• _WHAT YOU NEED TO DO_
In the records below, find the line holding "negative clicks: (249, 256) (250, 263)" and the line holding "97L258 94L237 133L260". Set down both, with every line between them, exactly.

• _DATA FOR THIS EXERCISE_
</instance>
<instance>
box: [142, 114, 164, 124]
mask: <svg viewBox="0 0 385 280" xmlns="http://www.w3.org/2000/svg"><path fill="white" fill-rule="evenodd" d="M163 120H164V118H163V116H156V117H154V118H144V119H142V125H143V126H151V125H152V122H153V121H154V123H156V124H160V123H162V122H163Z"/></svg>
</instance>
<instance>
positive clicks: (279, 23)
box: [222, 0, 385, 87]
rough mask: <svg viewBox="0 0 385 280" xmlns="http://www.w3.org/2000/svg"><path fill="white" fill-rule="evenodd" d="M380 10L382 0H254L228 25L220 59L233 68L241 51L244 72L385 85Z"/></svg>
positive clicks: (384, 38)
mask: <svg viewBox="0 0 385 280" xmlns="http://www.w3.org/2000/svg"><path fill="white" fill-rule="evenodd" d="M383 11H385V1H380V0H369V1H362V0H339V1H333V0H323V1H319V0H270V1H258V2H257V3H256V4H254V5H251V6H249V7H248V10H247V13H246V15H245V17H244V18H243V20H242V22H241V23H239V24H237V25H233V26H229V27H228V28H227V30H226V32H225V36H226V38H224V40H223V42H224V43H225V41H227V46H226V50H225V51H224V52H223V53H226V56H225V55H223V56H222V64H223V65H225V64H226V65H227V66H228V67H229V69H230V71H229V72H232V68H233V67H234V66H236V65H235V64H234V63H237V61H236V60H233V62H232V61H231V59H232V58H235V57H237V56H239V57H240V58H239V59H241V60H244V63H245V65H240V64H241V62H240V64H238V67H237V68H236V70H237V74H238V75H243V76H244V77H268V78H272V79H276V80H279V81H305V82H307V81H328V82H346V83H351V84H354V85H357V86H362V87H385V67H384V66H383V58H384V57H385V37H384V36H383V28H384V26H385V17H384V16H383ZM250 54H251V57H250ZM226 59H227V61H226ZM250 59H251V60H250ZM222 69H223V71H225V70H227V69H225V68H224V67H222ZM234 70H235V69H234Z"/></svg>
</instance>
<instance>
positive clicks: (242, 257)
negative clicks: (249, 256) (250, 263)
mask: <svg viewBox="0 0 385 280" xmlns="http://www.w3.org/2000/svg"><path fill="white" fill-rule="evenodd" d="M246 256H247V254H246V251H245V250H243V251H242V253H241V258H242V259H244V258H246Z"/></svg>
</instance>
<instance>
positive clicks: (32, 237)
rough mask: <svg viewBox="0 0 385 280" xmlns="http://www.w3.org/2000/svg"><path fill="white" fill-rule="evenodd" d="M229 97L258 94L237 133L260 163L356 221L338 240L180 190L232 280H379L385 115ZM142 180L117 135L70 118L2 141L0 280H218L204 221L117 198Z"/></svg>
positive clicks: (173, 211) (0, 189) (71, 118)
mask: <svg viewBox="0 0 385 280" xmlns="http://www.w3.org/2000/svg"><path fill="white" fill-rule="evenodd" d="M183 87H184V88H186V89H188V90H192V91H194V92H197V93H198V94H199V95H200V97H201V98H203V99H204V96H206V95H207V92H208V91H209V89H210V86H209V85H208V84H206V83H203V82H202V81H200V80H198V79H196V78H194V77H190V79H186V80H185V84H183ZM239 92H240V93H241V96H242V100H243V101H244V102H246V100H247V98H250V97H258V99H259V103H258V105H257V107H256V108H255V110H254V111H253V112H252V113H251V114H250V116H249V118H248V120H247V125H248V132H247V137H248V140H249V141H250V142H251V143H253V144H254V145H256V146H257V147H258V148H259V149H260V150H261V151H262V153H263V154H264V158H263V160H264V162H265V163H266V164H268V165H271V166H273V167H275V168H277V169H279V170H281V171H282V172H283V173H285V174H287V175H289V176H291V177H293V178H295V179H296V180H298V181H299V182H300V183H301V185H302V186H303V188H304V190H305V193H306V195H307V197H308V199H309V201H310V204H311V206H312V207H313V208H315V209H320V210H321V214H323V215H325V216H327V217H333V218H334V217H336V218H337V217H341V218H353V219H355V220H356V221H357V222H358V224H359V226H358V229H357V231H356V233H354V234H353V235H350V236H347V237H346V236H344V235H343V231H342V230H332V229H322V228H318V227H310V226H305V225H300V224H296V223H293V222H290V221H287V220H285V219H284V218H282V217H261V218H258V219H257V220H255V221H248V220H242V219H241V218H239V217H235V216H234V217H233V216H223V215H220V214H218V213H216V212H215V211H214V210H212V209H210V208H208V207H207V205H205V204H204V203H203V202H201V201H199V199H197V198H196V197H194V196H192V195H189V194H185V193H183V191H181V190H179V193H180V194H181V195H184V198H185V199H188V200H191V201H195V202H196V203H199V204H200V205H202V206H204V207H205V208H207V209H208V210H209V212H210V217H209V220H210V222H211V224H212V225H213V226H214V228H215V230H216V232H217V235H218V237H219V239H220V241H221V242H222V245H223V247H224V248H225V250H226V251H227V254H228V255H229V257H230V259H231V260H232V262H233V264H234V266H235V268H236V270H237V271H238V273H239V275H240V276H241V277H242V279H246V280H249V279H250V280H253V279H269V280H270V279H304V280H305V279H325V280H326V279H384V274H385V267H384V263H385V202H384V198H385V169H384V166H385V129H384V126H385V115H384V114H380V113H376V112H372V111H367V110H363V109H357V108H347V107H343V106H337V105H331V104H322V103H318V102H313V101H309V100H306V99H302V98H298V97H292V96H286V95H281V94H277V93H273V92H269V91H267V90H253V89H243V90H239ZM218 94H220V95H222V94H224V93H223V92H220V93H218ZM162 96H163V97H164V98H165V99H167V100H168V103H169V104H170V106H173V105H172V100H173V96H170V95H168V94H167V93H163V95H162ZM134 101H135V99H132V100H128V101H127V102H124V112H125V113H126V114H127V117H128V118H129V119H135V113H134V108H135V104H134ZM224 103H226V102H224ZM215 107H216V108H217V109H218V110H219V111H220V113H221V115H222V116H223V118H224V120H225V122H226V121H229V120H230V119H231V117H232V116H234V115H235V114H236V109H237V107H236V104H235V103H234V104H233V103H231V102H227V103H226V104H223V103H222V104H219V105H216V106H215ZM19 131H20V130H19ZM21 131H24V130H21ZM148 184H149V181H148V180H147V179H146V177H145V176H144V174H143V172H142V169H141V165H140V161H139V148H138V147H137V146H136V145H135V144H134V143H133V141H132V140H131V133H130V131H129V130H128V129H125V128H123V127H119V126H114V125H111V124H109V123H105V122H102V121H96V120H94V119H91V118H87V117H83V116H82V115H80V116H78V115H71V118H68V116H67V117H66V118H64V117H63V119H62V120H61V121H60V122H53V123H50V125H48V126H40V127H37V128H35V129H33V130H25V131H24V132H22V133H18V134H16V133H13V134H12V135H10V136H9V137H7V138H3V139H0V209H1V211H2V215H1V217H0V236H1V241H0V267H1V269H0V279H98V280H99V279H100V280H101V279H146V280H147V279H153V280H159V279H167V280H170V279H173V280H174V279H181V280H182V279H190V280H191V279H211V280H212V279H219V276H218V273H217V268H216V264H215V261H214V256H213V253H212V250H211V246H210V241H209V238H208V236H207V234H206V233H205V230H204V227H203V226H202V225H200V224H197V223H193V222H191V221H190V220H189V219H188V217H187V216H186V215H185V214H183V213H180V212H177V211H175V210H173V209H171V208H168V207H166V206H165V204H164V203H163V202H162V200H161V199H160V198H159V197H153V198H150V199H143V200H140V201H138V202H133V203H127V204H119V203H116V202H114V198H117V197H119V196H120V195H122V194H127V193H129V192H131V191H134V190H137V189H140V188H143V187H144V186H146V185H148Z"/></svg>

---

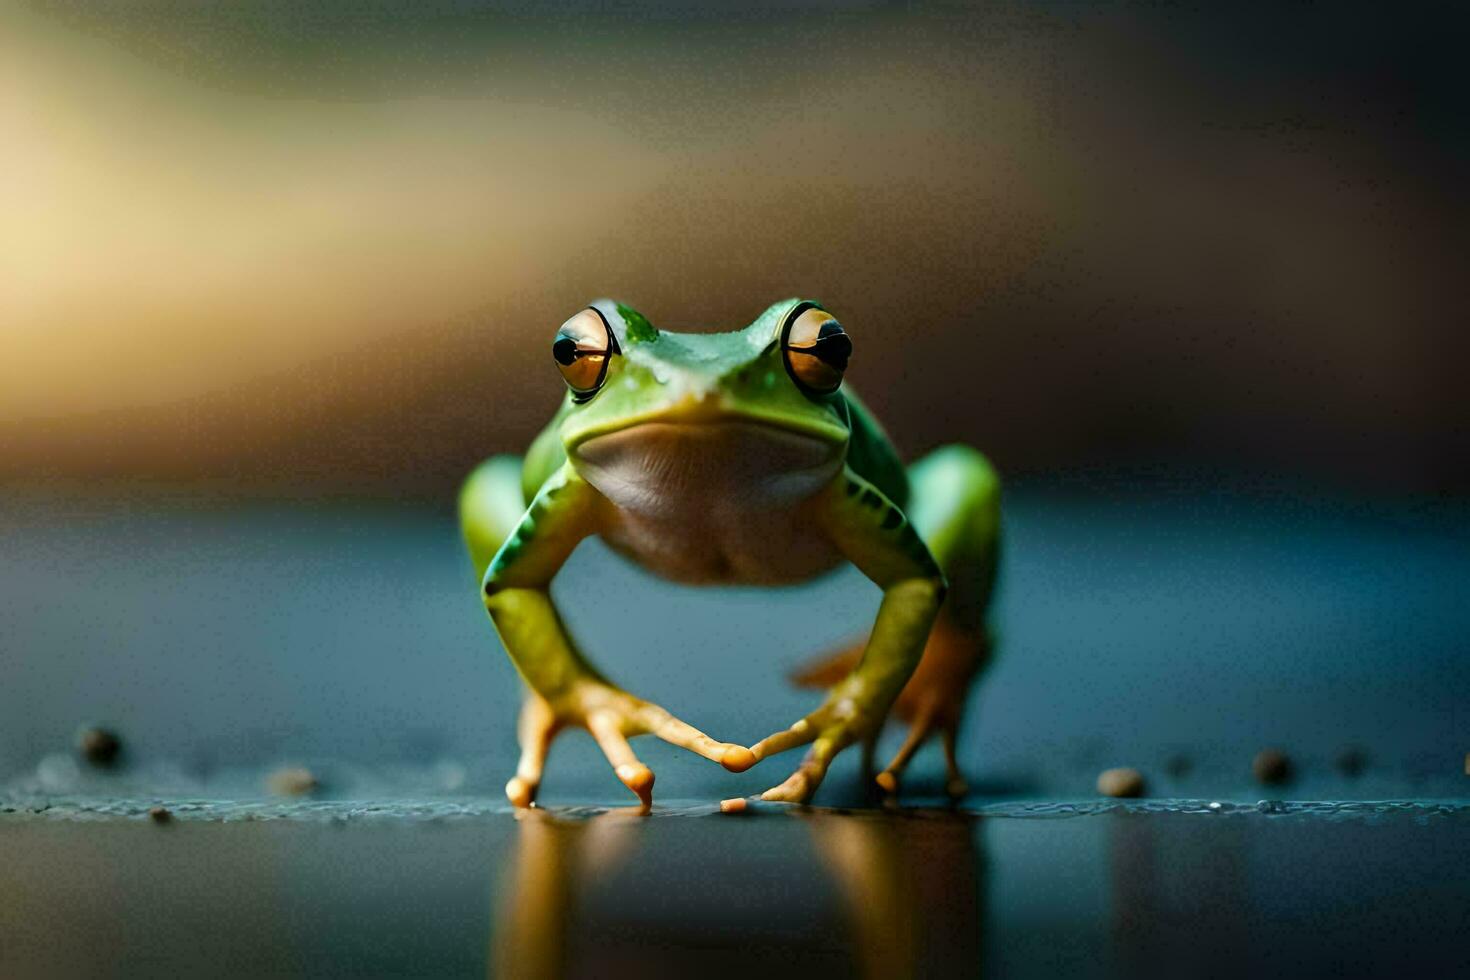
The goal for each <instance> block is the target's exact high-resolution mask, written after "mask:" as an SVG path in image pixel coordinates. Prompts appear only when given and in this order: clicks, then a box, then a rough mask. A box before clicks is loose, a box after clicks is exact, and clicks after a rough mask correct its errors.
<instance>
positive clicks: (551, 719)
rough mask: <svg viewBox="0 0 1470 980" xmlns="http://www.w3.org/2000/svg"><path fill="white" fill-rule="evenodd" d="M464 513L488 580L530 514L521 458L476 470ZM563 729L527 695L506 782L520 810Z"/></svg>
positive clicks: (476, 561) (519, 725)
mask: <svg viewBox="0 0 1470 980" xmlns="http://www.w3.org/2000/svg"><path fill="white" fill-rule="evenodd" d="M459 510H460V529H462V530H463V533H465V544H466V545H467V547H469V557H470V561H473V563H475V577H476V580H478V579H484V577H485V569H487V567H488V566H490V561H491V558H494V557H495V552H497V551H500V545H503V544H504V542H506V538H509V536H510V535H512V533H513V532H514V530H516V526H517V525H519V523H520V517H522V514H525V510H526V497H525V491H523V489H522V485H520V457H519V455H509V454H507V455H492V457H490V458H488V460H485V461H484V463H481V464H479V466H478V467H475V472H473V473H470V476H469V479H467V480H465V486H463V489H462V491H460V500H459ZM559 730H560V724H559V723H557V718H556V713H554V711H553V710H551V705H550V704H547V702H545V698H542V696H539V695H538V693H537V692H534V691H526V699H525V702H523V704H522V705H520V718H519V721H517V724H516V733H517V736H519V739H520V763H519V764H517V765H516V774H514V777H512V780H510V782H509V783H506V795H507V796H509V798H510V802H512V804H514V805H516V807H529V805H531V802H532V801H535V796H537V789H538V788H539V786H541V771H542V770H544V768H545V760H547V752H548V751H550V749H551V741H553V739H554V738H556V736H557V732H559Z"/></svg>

...

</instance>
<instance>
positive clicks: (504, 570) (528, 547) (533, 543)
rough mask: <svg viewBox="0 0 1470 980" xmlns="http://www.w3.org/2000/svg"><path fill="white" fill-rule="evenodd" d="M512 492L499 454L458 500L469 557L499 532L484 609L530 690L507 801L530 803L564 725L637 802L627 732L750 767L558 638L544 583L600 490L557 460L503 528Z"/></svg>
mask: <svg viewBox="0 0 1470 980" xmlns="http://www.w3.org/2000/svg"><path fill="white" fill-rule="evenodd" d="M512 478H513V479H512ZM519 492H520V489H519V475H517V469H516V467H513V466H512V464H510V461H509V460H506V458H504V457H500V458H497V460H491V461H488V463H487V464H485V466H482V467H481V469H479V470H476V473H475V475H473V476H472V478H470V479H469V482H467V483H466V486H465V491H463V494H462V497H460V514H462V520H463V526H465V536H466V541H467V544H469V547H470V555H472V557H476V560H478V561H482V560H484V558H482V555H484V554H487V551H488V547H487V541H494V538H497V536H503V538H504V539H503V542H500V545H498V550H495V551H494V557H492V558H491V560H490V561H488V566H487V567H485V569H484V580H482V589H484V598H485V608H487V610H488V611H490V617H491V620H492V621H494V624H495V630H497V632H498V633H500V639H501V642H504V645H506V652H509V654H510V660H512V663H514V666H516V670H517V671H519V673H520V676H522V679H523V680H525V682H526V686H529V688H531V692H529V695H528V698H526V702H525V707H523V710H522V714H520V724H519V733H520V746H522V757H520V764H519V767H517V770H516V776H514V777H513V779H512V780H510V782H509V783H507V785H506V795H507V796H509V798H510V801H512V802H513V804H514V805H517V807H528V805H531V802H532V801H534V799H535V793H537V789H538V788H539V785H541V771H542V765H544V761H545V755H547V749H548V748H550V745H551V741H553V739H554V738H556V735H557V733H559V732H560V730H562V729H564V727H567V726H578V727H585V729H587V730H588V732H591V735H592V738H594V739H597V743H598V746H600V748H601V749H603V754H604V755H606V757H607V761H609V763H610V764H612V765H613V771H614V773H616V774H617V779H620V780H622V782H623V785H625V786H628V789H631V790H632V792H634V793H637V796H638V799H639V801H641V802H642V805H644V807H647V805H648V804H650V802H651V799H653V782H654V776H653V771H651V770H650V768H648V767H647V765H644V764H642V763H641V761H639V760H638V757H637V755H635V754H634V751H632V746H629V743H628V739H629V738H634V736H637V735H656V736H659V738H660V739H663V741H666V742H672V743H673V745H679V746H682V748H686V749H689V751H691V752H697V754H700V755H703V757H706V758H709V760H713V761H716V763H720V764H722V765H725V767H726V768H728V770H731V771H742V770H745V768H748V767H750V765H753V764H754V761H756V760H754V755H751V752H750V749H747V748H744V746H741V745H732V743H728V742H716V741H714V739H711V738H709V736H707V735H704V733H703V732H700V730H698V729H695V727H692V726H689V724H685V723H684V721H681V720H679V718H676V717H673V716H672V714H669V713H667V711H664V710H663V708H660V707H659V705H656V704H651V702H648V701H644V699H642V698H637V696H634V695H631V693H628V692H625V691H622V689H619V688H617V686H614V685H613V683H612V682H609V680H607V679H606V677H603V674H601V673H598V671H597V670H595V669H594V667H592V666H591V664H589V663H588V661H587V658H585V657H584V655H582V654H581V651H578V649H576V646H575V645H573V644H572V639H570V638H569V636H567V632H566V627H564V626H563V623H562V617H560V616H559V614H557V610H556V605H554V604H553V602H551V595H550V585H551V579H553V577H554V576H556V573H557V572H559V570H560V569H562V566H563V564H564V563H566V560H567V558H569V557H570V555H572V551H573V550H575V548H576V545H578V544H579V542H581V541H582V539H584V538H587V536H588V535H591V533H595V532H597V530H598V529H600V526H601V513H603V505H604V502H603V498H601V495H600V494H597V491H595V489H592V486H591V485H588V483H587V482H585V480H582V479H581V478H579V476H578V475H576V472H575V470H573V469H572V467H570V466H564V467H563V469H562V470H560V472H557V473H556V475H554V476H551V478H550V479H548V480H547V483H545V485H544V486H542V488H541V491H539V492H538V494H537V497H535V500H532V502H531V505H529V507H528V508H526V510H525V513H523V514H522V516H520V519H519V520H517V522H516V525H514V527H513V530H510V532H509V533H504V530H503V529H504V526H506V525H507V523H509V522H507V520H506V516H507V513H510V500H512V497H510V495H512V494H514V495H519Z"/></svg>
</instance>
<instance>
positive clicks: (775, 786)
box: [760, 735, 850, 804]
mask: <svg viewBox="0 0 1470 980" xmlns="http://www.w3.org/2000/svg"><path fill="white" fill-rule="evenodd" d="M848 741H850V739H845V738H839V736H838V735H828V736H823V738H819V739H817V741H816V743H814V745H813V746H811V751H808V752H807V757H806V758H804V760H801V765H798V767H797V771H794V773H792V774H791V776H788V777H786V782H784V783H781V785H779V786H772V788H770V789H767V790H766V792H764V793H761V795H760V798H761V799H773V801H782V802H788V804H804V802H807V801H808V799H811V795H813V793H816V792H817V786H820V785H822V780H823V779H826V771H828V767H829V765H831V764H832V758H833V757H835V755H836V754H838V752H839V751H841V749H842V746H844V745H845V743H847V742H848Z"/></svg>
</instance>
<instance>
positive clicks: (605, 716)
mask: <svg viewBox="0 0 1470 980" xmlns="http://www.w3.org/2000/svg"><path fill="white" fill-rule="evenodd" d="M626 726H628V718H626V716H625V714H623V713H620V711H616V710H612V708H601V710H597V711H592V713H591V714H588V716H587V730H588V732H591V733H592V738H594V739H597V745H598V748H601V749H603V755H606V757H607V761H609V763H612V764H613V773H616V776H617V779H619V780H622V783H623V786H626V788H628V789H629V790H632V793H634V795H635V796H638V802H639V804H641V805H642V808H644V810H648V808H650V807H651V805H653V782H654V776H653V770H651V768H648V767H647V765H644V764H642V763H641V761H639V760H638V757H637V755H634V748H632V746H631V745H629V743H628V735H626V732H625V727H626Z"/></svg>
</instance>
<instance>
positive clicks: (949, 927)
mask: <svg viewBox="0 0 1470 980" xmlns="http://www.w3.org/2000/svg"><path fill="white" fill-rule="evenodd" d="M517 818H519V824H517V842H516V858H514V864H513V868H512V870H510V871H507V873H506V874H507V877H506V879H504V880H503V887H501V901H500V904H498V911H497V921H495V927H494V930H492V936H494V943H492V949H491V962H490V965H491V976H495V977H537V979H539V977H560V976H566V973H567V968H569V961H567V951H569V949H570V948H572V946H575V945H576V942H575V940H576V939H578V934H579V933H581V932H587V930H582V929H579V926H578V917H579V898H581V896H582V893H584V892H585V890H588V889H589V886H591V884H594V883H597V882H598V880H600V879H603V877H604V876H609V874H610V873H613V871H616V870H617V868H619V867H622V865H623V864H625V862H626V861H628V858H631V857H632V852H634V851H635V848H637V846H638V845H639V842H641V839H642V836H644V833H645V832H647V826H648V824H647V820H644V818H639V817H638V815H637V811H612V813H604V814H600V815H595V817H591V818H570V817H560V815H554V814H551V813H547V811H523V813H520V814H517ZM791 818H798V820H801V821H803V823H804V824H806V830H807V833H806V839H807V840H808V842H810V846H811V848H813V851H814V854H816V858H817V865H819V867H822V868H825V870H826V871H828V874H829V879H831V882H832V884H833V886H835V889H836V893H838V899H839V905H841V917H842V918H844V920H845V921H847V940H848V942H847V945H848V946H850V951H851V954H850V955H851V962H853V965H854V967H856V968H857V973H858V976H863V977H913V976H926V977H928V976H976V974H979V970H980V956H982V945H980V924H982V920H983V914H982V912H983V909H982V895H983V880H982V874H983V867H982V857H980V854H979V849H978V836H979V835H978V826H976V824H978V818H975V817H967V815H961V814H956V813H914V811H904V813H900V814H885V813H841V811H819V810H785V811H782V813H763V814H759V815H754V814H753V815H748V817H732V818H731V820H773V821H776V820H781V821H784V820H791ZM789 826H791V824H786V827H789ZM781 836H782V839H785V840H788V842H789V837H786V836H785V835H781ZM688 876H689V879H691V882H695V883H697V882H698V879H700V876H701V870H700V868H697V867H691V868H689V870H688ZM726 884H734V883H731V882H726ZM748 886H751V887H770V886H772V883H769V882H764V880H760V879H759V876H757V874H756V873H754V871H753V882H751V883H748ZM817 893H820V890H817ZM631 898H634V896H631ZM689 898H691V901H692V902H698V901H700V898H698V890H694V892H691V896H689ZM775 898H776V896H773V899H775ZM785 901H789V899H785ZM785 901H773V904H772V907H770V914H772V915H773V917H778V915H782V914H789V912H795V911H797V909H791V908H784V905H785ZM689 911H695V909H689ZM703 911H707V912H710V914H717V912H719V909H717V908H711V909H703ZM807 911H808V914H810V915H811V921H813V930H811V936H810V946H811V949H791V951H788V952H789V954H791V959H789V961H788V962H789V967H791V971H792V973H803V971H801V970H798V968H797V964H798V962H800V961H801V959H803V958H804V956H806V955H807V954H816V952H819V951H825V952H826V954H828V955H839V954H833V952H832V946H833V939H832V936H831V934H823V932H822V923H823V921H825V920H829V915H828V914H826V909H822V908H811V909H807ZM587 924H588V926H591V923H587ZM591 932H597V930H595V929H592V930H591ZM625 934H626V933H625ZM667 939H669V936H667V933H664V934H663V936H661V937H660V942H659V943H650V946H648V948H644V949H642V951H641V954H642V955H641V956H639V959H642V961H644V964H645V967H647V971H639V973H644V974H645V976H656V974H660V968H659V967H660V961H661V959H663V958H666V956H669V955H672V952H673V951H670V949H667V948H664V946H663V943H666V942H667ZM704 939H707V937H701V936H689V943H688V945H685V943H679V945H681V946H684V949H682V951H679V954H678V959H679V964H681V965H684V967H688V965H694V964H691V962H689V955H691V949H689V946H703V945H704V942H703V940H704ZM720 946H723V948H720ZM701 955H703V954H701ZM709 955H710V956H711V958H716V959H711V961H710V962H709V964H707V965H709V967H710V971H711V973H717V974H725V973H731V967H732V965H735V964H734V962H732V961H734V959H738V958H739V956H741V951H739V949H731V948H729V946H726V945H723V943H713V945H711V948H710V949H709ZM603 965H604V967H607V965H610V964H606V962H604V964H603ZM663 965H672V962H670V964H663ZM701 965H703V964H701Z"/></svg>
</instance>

• _WRITTEN SOLUTION_
negative clicks: (249, 256) (250, 263)
mask: <svg viewBox="0 0 385 280" xmlns="http://www.w3.org/2000/svg"><path fill="white" fill-rule="evenodd" d="M246 256H247V254H246V251H245V250H243V251H242V253H241V258H242V259H244V258H246Z"/></svg>
</instance>
<instance>
positive clicks: (32, 237)
rough mask: <svg viewBox="0 0 385 280" xmlns="http://www.w3.org/2000/svg"><path fill="white" fill-rule="evenodd" d="M229 97L258 94L237 133L260 163L356 221L338 240L180 190L232 280H379L385 115ZM142 180L117 135L70 118L2 141L0 280H218L204 221L117 198Z"/></svg>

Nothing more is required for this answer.